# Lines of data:
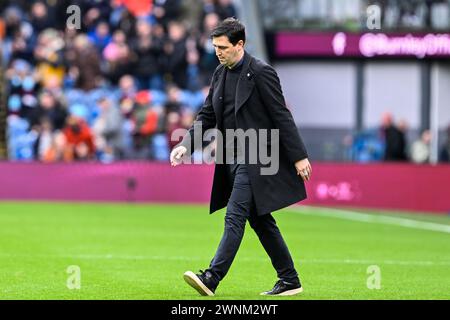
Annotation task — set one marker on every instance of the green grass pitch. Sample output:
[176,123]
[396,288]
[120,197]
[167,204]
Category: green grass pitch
[140,251]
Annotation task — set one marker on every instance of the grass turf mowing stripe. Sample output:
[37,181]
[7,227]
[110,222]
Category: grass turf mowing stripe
[138,251]
[372,218]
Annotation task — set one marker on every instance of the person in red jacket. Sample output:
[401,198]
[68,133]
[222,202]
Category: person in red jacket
[80,141]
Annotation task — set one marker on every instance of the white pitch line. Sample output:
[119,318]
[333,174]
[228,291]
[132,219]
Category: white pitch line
[197,258]
[372,218]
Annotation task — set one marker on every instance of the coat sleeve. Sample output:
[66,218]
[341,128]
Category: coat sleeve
[205,120]
[269,88]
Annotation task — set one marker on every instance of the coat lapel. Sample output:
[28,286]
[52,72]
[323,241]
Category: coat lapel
[245,84]
[217,99]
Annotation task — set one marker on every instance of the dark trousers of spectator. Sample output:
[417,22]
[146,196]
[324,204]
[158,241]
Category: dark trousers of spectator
[240,208]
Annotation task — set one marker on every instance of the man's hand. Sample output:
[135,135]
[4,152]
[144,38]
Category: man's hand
[176,155]
[304,169]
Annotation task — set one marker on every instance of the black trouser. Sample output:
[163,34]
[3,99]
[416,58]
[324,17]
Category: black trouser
[240,208]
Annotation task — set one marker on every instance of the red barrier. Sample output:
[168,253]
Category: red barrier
[386,186]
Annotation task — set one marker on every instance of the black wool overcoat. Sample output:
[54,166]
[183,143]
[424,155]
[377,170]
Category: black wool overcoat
[259,104]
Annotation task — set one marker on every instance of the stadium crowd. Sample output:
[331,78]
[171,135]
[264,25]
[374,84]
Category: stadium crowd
[115,88]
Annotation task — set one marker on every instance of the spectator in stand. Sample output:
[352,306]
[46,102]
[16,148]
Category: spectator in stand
[118,57]
[50,57]
[166,11]
[395,142]
[208,60]
[39,17]
[147,50]
[50,109]
[420,149]
[175,52]
[107,129]
[22,88]
[100,36]
[123,46]
[225,9]
[80,140]
[445,150]
[145,124]
[85,62]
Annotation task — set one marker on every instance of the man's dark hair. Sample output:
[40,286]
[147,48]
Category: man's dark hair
[232,28]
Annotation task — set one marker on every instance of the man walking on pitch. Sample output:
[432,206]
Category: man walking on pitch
[245,95]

# What is being asked:
Rewrite the stretch of the material from the line containing "the man's dark" through the end, keeping every line as it is but adding 7 to each coordinate in the answer points.

# Completed exercise:
Annotation task — set one marker on every instance of the man's dark hair. Sample output:
[40,286]
[147,48]
Category: man's dark hair
[239,35]
Annotation task — set one marker on every instance of the man walking on pitch. Sample output:
[432,206]
Category: man walking on pitch
[252,102]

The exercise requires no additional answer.